## EXERCISE DATA:

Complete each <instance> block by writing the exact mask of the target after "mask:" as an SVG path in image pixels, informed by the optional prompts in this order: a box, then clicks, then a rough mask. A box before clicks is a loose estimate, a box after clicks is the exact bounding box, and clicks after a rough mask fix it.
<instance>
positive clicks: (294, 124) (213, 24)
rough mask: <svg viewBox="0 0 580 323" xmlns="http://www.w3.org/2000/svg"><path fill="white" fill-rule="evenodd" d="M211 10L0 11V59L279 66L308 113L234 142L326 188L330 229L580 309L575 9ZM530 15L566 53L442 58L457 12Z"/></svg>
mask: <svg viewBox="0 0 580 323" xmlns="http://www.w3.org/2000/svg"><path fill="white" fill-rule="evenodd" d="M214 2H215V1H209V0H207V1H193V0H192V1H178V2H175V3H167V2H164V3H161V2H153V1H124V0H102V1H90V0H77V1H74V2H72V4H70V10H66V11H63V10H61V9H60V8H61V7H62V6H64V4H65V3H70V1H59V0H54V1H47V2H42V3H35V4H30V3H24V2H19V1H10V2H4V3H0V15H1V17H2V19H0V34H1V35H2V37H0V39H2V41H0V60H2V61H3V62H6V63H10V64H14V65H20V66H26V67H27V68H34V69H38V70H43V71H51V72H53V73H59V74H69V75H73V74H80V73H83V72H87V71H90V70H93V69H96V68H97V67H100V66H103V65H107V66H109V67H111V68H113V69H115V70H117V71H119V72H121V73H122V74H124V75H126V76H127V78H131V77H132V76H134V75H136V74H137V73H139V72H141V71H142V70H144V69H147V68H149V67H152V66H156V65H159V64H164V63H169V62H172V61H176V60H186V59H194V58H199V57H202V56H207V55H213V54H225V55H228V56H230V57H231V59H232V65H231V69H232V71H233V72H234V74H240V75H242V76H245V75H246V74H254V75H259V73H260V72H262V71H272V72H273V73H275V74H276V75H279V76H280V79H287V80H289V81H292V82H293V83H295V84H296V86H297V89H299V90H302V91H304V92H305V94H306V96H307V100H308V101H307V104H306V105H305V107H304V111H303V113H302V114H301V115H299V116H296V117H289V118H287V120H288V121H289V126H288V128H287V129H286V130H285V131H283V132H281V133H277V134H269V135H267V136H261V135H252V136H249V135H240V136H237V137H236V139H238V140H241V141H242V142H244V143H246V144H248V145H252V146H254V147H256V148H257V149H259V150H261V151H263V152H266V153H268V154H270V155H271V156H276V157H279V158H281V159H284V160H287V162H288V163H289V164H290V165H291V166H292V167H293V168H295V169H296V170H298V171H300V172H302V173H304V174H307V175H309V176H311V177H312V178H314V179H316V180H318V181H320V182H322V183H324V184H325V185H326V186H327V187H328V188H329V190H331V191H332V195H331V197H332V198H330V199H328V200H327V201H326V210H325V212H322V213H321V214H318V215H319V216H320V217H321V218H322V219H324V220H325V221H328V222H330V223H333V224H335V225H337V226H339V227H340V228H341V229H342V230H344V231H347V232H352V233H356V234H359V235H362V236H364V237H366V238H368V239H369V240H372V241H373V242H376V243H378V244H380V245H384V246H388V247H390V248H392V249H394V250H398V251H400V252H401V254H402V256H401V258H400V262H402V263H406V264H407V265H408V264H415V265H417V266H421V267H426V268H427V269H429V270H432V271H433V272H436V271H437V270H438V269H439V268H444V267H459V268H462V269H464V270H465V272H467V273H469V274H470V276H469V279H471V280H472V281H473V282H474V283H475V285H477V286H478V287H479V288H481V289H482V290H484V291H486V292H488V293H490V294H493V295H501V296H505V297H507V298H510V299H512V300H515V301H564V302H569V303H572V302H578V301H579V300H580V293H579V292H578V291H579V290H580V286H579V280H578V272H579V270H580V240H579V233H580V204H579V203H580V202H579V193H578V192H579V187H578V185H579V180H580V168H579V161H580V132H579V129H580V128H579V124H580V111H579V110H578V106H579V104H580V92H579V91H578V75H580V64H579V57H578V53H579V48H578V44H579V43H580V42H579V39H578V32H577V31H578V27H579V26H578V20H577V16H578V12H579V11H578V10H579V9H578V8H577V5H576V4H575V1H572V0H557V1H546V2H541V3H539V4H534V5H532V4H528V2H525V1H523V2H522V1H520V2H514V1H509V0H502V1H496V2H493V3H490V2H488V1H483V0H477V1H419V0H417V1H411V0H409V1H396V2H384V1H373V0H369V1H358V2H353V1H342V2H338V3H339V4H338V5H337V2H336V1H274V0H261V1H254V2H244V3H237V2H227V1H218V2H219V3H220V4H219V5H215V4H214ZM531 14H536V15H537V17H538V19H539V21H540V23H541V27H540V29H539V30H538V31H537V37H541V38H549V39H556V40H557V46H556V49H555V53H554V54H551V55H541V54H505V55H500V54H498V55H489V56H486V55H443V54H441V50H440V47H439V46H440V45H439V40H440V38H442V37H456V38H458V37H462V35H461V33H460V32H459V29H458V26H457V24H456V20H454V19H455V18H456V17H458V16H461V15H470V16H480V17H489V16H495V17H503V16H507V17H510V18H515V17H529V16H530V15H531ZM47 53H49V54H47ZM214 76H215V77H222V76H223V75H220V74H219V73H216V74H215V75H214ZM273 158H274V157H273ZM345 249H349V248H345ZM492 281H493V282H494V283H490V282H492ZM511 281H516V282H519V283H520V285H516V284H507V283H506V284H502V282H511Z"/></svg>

## TASK GOAL:
Please reproduce the items above, swapping each "rough mask" for "coarse mask" and leaving everything else unchanged.

## OUTPUT:
Complete each <instance> block by writing the exact mask of the target after "mask:" as an SVG path in image pixels, informed by the optional prompts in this order: a box, then clicks, then a coarse mask. A box before clicks is a loose estimate, a box after clicks is the exact bounding box, and clicks after a coarse mask fix it.
<instance>
positive clicks: (294, 124) (213, 24)
coarse mask: <svg viewBox="0 0 580 323" xmlns="http://www.w3.org/2000/svg"><path fill="white" fill-rule="evenodd" d="M211 10L0 11V59L279 66L308 113L234 142L326 188L330 229L580 309L575 9ZM530 15L566 53L442 58L457 12Z"/></svg>
mask: <svg viewBox="0 0 580 323" xmlns="http://www.w3.org/2000/svg"><path fill="white" fill-rule="evenodd" d="M214 2H215V1H209V0H207V1H193V0H192V1H178V2H175V3H167V2H164V3H161V2H153V1H124V0H102V1H90V0H77V1H74V2H72V4H70V10H66V11H63V10H61V9H60V8H61V7H62V6H64V4H65V3H70V1H59V0H54V1H47V2H42V3H35V4H30V3H24V2H19V1H10V2H4V3H0V15H1V17H2V19H0V34H1V35H2V37H0V39H2V41H0V60H2V61H3V62H6V63H10V64H14V65H20V66H26V67H27V68H34V69H38V70H43V71H51V72H53V73H59V74H69V75H73V74H80V73H83V72H87V71H90V70H93V69H96V68H97V67H100V66H103V65H107V66H109V67H111V68H113V69H115V70H117V71H119V72H121V73H122V74H124V75H126V76H127V78H131V77H132V76H134V75H136V74H137V73H139V72H141V71H142V70H144V69H147V68H149V67H152V66H156V65H159V64H164V63H169V62H172V61H176V60H186V59H194V58H199V57H202V56H207V55H213V54H225V55H228V56H230V57H231V59H232V65H231V69H232V71H233V72H234V74H240V75H242V76H245V75H246V74H254V75H259V73H260V72H262V71H272V72H273V73H275V74H276V75H279V76H280V79H287V80H289V81H292V82H293V83H295V84H296V86H297V89H299V90H302V91H304V92H305V94H306V96H307V100H308V101H307V104H306V105H305V107H304V111H303V113H302V114H301V115H299V116H296V117H289V118H287V120H288V121H289V126H288V128H287V129H286V130H285V131H283V132H281V133H277V134H269V135H267V136H261V135H252V136H249V135H240V136H237V137H236V139H238V140H241V141H242V142H244V143H246V144H248V145H252V146H254V147H256V148H257V149H259V150H261V151H263V152H266V153H268V154H270V155H271V156H276V157H279V158H281V159H284V160H287V162H288V163H289V164H290V165H291V166H292V167H293V168H295V169H296V170H298V171H300V172H302V173H304V174H307V175H309V176H311V177H312V178H314V179H316V180H318V181H320V182H322V183H324V184H325V185H326V186H327V187H328V188H329V190H331V191H332V195H331V197H332V198H330V199H328V200H327V201H326V210H325V212H322V213H321V214H318V215H319V216H320V217H321V218H322V219H324V220H325V221H328V222H330V223H333V224H335V225H337V226H339V227H340V228H341V229H342V230H344V231H347V232H352V233H356V234H359V235H362V236H364V237H366V238H368V239H369V240H372V241H373V242H376V243H378V244H380V245H384V246H388V247H390V248H392V249H394V250H398V251H400V252H401V254H402V256H401V258H400V262H402V263H406V264H407V265H408V264H415V265H417V266H421V267H426V268H427V269H429V270H432V271H433V272H436V271H437V270H438V269H439V268H444V267H459V268H462V269H464V270H465V272H467V273H469V274H470V276H469V279H471V280H472V281H473V282H474V283H475V285H477V286H478V287H479V288H481V289H482V290H484V291H486V292H488V293H490V294H493V295H501V296H505V297H507V298H510V299H512V300H515V301H564V302H569V303H572V302H578V301H579V300H580V293H579V292H578V291H579V290H580V286H579V280H578V272H579V270H580V240H579V233H580V204H579V203H580V202H579V193H578V192H579V187H578V185H579V180H580V168H579V161H580V132H579V129H580V128H579V124H580V111H579V110H578V106H579V104H580V92H579V91H578V75H580V64H579V57H578V53H579V48H578V44H579V43H580V42H579V39H578V32H577V31H578V27H579V26H578V20H577V16H578V12H579V11H578V10H579V9H578V8H577V5H576V4H575V1H572V0H557V1H546V2H541V3H539V4H534V5H532V4H528V2H525V1H523V2H522V1H520V2H514V1H509V0H502V1H496V2H493V3H490V2H488V1H483V0H477V1H419V0H417V1H411V0H409V1H396V2H384V1H373V0H369V1H358V2H353V1H342V2H338V3H339V4H338V5H337V2H336V1H274V0H261V1H254V2H244V3H237V2H227V1H218V2H219V3H220V4H219V5H215V4H214ZM531 14H536V15H537V17H538V19H539V21H540V23H541V27H540V29H539V30H538V31H537V37H541V38H549V39H556V40H557V46H556V49H555V53H554V54H551V55H541V54H505V55H500V54H498V55H489V56H486V55H443V54H441V50H440V47H439V46H440V45H439V40H440V38H442V37H456V38H458V37H462V35H461V33H460V32H459V29H458V26H457V24H456V20H454V19H455V18H456V17H458V16H461V15H470V16H480V17H489V16H495V17H503V16H507V17H510V18H515V17H529V16H530V15H531ZM47 53H49V54H47ZM214 76H215V77H222V76H223V75H220V74H219V73H216V74H215V75H214ZM273 158H274V157H273ZM345 249H349V248H345ZM492 281H493V282H494V283H490V282H492ZM511 281H516V282H519V283H520V285H516V284H507V283H506V284H502V282H511Z"/></svg>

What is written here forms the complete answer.